### ABOUT THIS TASK:
Give every entry again, exactly.

### AVAILABLE DATA:

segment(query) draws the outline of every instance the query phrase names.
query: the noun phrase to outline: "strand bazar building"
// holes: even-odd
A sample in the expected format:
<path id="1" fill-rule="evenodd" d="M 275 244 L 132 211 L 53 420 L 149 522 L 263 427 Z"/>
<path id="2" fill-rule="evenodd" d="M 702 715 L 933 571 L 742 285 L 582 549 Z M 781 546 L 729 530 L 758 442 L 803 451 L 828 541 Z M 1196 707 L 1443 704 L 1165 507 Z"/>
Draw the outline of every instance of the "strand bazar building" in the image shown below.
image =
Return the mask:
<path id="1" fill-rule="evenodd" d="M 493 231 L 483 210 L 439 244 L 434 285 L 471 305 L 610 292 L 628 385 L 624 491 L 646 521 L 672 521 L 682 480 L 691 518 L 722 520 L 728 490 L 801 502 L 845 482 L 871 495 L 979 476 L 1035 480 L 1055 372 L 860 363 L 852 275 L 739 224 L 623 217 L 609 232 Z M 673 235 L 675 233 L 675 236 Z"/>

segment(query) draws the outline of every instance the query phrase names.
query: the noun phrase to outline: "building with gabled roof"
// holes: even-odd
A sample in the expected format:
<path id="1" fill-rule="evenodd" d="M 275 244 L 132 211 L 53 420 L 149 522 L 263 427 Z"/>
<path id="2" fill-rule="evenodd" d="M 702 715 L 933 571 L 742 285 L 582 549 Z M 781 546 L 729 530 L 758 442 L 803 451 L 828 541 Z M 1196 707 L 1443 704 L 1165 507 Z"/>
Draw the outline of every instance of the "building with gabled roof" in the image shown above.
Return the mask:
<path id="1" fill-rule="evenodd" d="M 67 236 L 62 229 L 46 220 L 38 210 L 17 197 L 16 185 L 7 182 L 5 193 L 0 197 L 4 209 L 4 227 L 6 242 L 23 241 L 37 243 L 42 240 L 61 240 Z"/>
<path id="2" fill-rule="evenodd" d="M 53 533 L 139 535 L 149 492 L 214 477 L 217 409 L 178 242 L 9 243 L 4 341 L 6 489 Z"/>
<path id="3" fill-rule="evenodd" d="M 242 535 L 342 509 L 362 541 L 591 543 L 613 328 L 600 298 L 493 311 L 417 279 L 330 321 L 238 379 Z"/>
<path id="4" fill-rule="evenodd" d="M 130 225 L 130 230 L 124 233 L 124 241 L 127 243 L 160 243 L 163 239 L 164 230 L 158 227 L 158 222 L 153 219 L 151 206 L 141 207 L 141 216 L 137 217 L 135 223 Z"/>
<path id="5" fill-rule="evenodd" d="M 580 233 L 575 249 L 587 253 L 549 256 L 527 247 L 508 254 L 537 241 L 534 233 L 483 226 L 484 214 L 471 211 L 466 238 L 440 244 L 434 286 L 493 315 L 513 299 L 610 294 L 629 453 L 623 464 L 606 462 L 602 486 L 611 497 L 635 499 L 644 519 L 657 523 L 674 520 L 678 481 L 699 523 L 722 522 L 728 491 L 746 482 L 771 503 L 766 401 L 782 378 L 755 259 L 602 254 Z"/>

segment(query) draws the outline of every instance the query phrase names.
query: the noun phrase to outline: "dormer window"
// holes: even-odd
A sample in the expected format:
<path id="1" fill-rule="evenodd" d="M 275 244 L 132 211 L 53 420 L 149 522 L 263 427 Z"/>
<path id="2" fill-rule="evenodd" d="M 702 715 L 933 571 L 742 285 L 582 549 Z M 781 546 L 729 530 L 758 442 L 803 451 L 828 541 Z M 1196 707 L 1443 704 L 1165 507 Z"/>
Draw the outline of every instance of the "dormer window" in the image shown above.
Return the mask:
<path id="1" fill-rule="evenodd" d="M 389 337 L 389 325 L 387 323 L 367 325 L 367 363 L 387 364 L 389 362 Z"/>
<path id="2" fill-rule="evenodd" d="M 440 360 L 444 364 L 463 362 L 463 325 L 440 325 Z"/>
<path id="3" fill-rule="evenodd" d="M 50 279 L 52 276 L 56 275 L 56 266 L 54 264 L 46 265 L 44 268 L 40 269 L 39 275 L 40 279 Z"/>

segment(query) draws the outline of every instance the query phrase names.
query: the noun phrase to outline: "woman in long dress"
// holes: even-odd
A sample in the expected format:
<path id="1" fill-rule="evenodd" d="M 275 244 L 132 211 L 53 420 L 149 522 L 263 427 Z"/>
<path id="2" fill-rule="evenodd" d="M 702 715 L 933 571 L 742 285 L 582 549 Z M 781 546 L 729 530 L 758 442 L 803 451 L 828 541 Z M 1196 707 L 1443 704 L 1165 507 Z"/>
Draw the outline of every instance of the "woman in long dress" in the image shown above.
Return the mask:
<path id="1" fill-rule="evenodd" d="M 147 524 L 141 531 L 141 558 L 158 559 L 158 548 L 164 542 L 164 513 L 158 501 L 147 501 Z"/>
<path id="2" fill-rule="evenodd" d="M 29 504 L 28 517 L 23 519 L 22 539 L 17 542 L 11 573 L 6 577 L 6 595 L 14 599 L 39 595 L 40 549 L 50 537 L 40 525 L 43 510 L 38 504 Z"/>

### TASK ANSWER:
segment(query) draws the outline of every instance the query phrase names.
query: the noun phrase to outline: "strand bazar building"
// holes: even-odd
A sample in the expected format:
<path id="1" fill-rule="evenodd" d="M 275 244 L 132 211 L 53 420 L 149 522 L 263 427 Z"/>
<path id="2" fill-rule="evenodd" d="M 702 715 L 933 571 L 742 285 L 582 549 Z M 781 546 L 729 530 L 758 442 L 803 451 L 828 541 Z M 1196 707 L 1443 704 L 1165 507 Z"/>
Draw the outline of every instance of the "strand bazar building" in the image shown below.
image =
Return the mask:
<path id="1" fill-rule="evenodd" d="M 493 231 L 483 210 L 439 244 L 434 285 L 471 305 L 610 292 L 628 385 L 624 491 L 646 521 L 672 521 L 682 480 L 691 518 L 722 520 L 728 490 L 801 502 L 845 482 L 871 495 L 979 476 L 1035 480 L 1055 372 L 860 363 L 852 275 L 739 224 L 623 217 L 609 232 Z M 673 235 L 675 233 L 675 236 Z"/>

segment(query) draws the outline of every instance the query phrase names.
query: the noun phrase to outline: "building with gabled roof"
// holes: even-odd
A sample in the expected format:
<path id="1" fill-rule="evenodd" d="M 275 244 L 132 211 L 53 420 L 149 522 L 263 427 Z"/>
<path id="2" fill-rule="evenodd" d="M 702 715 L 933 571 L 742 285 L 582 549 Z M 781 546 L 729 530 L 758 442 L 803 451 L 828 541 Z M 1196 707 L 1443 704 L 1165 507 Z"/>
Draw the outline of every instance of the "building with gabled roof" in the image shown above.
Return the mask:
<path id="1" fill-rule="evenodd" d="M 67 236 L 62 229 L 46 220 L 38 210 L 17 197 L 16 185 L 7 182 L 5 193 L 0 197 L 4 209 L 4 227 L 6 242 L 23 241 L 37 243 L 42 240 L 61 240 Z"/>
<path id="2" fill-rule="evenodd" d="M 53 533 L 139 535 L 149 492 L 214 477 L 217 409 L 178 242 L 9 243 L 4 341 L 6 489 Z"/>
<path id="3" fill-rule="evenodd" d="M 242 535 L 342 509 L 362 541 L 591 543 L 613 328 L 600 298 L 493 311 L 417 279 L 330 321 L 238 379 Z"/>
<path id="4" fill-rule="evenodd" d="M 130 225 L 130 230 L 124 233 L 124 241 L 127 243 L 160 243 L 163 239 L 164 230 L 158 227 L 158 222 L 153 219 L 151 206 L 141 207 L 141 216 L 137 217 L 135 223 Z"/>
<path id="5" fill-rule="evenodd" d="M 580 233 L 575 249 L 587 253 L 549 256 L 527 247 L 508 254 L 537 241 L 534 233 L 483 226 L 484 214 L 471 211 L 466 238 L 440 244 L 434 286 L 493 315 L 513 299 L 610 294 L 629 453 L 623 464 L 606 462 L 602 486 L 611 497 L 635 499 L 644 519 L 657 523 L 674 520 L 678 481 L 699 523 L 722 522 L 728 491 L 746 482 L 771 503 L 766 401 L 782 378 L 755 259 L 602 254 Z"/>

segment(query) draws the outline of every instance the query phrase names.
query: the noun phrase to outline: "dormer window"
// holes: even-odd
A sample in the expected format:
<path id="1" fill-rule="evenodd" d="M 275 244 L 132 211 L 53 420 L 149 522 L 263 427 Z"/>
<path id="2" fill-rule="evenodd" d="M 702 715 L 933 571 L 742 285 L 582 549 Z M 781 546 L 729 530 L 758 442 L 803 451 L 828 541 Z M 1196 707 L 1443 704 L 1165 507 Z"/>
Draw the outline of every instance of the "dormer window" in the image shown above.
Return the mask:
<path id="1" fill-rule="evenodd" d="M 389 337 L 389 325 L 387 323 L 367 325 L 367 363 L 387 364 L 389 362 Z"/>
<path id="2" fill-rule="evenodd" d="M 440 360 L 444 364 L 463 362 L 463 325 L 440 325 Z"/>
<path id="3" fill-rule="evenodd" d="M 50 279 L 52 276 L 56 275 L 56 266 L 54 264 L 46 265 L 44 268 L 40 269 L 39 275 L 40 279 Z"/>

segment(query) draws the outline of every instance the query phrase names.
query: the noun phrase to outline: "woman in long dress"
// holes: even-odd
A sample in the expected format:
<path id="1" fill-rule="evenodd" d="M 275 244 L 132 211 L 53 420 L 149 522 L 263 427 Z"/>
<path id="2" fill-rule="evenodd" d="M 702 715 L 933 571 L 742 285 L 582 549 Z M 781 546 L 729 530 L 758 442 L 803 451 L 828 541 Z M 1196 707 L 1443 704 L 1165 507 Z"/>
Draw the outline of every instance of the "woman in long dress" in the image shown above.
Return the mask:
<path id="1" fill-rule="evenodd" d="M 147 524 L 141 531 L 141 558 L 158 559 L 158 548 L 164 542 L 164 513 L 158 501 L 147 501 Z"/>
<path id="2" fill-rule="evenodd" d="M 29 504 L 28 517 L 23 519 L 22 539 L 17 542 L 11 573 L 6 577 L 6 595 L 14 599 L 39 595 L 40 549 L 50 537 L 40 525 L 43 510 L 38 504 Z"/>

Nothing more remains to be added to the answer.